| CHALLENGE |
Set down, word for word, the passage from the food and tea post below, starting with "Food, and strange" and going on through "to ours, though.".

| TEXT EXTRACT |
* * *
Tuesday, July 3, 2012

Food, and strange tea

Yesterday I had dinner with a magician friend of mine. We went to a place called "Cheese Cheese", which has won awards in Italian pizza competitions. We ordered pizza, which was of course very good.

One of the many "Happy Birthday"-plates served
Around us all tables were full, all the other customers were in their early twenties, and all were girls. And apparently, almost all were born on the July 2. The lights in the restaurant dimmed five times, and every time the staff came up to some table, sang "Happy Birthday", gave cakes to the people at the table, and took Polaroid pictures. We were waiting excitedly for our turn, since the kept coming closer and closer to our table, one table at a time. They sadly stopped at the table next to ours, though.

The "dorce" menu
Since no one came and gave us cake (my friend is born in May, and I in October), my friend suggested we order desserts ourselves instead. They had a "dorce menu" that they gave us when we finished our pizzas. I am fairly sure it should be spelled "dolce", but I am not Italian. In this restaurant they encourage you to draw on the table with crayons, so I wrote a message for them there.

Custard creme dessert with raspberry instead of custard
The "dorce menu" had "seasonal katarana: raspberries". In Japan, "katarana" comes from "creme Catalana", which if I understand correctly is more or less the same as "creme brulee". In Japan, katarana is always frozen, though. So it is a frozen creme brulee (creme brulee is creme brulee in Japanese too). As far as I know, creme brulee is based on custard, so raspberry katarana should be burned frozen custard cream without custard but with raspberries instead. And it was.

After eating way too much for dinner, we went to try a place that is open 24 hours per day and has "all you can drink, plus some snacks" for 390 yen. They have two bars in this chain, that are placed in buildings right next to each other. We went to one of them by random selection, but it was not that much fun. So we moved on to the second one, which had much funnier staff when we were there. 

Tea, made in a somewhat original way
The all you can drink menu included many types of tea, and my friend who apparently thinks the 21℃ summer heat is "cold", wanted some hot tea. The girl who was making tea for him was ... not so good at that. It was instant tea, i.e. you put some powder in a cup and pour boiling water on it. You would imagine it is difficult to fail when using that, especially if it is your job to do this kind of stuff. But she managed. She tried to prepare the tea in a pot but put way way way too much tea in it, and when she poured in water everything overflowed and the result in the pot was a mixture of tea paste and slightly wet tea powder...

Today's soup, "made by the staff"
We also noticed that they had "today's soup" on the all you can drink menu. So I tried to order that, but she told me that they were out of soup. But if I did not mind instant soup, she could make instant corn soup. Which took 10 minutes (so it was not so instant), and the instant powder in the bottom of the cup was still in powder for even after I stirred it a bit for myself after receiving the soup. She also served something that was more or less melon soda mixed with coffee creamer to the buy sitting next to my friend. The guy on my left tried to order some food (also 390 yen), but she said that they were "out of rice... or not out of rice really, but she did not feel like making any food", haha.

All in all, it was a very funny place to visit, though you should not have too high hopes for sophisticated drinks.
* * *
[Region labeling entries]
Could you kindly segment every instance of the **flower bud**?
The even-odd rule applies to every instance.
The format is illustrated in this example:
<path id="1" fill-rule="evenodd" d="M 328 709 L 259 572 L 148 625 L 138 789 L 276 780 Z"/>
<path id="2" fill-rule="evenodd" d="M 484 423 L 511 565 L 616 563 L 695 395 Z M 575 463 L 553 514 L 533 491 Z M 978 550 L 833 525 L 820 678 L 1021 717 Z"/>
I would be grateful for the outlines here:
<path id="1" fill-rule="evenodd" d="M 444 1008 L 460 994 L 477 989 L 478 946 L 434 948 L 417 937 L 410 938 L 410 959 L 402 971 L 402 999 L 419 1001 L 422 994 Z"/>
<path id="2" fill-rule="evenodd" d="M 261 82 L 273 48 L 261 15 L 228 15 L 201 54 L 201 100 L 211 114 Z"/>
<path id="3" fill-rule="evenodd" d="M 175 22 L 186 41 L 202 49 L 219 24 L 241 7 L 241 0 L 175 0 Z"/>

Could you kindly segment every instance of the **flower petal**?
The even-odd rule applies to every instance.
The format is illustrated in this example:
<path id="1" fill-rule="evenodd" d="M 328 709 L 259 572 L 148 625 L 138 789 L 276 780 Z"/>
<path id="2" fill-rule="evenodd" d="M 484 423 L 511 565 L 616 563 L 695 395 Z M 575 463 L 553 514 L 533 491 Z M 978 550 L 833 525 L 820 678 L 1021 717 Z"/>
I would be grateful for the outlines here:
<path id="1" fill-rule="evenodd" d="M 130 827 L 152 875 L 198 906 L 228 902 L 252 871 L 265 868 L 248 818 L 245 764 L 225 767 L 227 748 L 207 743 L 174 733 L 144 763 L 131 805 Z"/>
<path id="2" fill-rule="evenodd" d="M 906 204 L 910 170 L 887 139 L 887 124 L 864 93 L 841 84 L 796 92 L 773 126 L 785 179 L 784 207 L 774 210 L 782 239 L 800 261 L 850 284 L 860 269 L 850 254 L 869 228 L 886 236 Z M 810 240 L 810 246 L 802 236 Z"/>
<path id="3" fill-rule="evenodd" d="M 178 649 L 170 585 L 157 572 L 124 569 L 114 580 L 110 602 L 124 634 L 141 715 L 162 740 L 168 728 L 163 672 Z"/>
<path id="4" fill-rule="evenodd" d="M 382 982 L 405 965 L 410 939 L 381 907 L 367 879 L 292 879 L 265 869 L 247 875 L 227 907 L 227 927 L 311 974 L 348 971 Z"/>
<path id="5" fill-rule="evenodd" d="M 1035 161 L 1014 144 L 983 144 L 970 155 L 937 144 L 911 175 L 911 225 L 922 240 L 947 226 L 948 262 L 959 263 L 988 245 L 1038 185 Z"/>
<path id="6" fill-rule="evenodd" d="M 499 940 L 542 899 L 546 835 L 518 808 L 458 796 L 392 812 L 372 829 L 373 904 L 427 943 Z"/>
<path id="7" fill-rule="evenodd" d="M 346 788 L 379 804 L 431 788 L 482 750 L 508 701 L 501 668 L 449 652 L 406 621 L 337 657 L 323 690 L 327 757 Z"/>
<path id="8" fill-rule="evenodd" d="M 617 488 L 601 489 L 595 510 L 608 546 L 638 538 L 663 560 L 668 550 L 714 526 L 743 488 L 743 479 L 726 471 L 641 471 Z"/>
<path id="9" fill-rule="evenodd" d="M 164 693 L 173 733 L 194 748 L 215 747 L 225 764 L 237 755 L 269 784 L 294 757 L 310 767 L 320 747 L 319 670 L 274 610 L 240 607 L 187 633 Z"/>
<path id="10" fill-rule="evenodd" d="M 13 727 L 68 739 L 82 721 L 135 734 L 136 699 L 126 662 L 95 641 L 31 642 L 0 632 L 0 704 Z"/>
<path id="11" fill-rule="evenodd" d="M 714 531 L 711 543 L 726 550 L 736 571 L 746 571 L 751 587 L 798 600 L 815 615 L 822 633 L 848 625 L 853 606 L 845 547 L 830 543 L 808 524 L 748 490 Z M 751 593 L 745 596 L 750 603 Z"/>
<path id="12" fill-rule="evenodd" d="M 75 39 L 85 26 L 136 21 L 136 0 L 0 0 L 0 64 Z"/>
* * *
| EXERCISE RESPONSE |
Food, and strange tea

Yesterday I had dinner with a magician friend of mine. We went to a place called "Cheese Cheese", which has won awards in Italian pizza competitions. We ordered pizza, which was of course very good.

One of the many "Happy Birthday"-plates served
Around us all tables were full, all the other customers were in their early twenties, and all were girls. And apparently, almost all were born on the July 2. The lights in the restaurant dimmed five times, and every time the staff came up to some table, sang "Happy Birthday", gave cakes to the people at the table, and took Polaroid pictures. We were waiting excitedly for our turn, since the kept coming closer and closer to our table, one table at a time. They sadly stopped at the table next to ours, though.